En qué consiste:
Reproduce literalmente las entradas, empezando por la primera línea y terminando en la que contiene "[(237, 528)]", ambas incluidas.

Extracto de datos:
****************
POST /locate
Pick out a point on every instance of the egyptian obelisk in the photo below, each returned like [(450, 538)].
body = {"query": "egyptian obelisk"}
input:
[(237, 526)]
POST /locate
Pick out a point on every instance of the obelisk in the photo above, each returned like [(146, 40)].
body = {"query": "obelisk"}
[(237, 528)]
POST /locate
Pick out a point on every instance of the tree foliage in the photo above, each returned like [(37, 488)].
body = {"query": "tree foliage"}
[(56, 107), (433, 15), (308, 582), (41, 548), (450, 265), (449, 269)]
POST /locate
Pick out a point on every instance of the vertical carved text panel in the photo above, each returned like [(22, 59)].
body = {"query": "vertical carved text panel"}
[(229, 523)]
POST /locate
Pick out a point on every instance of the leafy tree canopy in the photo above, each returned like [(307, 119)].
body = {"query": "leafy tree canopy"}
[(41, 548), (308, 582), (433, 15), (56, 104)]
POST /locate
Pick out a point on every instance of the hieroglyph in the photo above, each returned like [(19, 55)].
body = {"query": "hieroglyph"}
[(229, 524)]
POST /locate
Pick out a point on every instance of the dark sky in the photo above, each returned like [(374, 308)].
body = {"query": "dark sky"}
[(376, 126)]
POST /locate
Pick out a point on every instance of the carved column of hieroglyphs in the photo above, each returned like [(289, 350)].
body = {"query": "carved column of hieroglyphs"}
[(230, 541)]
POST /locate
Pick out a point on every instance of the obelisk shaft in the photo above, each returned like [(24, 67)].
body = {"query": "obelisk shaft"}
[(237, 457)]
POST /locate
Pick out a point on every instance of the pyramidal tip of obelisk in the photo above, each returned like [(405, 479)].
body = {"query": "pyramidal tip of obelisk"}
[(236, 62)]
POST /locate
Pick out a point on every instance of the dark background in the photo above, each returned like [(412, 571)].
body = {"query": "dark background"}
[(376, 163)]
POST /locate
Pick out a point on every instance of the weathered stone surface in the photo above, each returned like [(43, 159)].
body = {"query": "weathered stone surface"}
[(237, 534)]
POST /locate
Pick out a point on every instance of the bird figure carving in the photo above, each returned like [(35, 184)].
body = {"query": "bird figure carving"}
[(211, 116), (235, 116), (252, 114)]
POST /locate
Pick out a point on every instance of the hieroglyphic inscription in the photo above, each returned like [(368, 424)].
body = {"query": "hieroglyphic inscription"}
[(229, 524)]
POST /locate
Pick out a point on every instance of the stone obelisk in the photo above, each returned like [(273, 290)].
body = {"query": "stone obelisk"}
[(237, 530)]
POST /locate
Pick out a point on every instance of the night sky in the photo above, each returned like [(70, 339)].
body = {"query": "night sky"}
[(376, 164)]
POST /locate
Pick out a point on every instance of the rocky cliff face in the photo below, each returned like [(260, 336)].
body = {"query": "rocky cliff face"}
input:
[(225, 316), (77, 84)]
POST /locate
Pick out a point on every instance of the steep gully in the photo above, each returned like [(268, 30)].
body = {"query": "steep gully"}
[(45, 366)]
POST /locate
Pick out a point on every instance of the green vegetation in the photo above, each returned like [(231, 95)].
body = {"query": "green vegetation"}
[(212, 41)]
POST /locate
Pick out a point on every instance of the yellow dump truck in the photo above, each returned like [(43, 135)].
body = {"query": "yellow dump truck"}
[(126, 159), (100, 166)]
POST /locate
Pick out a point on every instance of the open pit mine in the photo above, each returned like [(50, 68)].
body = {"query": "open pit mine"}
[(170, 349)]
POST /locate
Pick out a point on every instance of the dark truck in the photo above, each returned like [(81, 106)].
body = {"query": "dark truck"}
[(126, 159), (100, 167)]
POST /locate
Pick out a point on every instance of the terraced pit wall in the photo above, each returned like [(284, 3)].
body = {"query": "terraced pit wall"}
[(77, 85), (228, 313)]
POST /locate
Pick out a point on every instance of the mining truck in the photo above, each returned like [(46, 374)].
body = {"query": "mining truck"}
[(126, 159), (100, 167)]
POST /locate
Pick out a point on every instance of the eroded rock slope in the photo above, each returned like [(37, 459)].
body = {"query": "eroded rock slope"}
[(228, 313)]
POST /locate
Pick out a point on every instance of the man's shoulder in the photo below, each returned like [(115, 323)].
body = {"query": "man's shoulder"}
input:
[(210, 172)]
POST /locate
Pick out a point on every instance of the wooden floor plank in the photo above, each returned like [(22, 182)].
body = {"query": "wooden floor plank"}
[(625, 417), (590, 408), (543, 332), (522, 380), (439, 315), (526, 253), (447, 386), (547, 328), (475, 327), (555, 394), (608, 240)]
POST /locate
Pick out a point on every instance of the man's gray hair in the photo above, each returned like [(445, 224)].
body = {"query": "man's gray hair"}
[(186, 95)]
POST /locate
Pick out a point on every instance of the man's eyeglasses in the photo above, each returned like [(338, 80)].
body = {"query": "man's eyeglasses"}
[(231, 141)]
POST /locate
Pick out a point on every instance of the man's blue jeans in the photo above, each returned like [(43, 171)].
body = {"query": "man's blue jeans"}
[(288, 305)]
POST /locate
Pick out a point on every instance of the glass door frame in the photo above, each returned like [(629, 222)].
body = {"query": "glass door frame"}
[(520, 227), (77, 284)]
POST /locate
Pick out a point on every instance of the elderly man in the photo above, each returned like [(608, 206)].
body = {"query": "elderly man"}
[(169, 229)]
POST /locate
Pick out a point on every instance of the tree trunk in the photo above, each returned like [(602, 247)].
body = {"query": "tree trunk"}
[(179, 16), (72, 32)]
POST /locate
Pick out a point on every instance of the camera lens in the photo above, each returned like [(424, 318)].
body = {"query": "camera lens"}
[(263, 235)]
****************
Respuesta:
POST /locate
Pick out a point on every instance of the egyptian obelisk in the photo below, each returned like [(450, 538)].
body = {"query": "egyptian obelisk"}
input:
[(237, 526)]
POST /locate
Pick out a point on every instance of the obelisk in the photo above, each returned like [(146, 40)].
body = {"query": "obelisk"}
[(237, 528)]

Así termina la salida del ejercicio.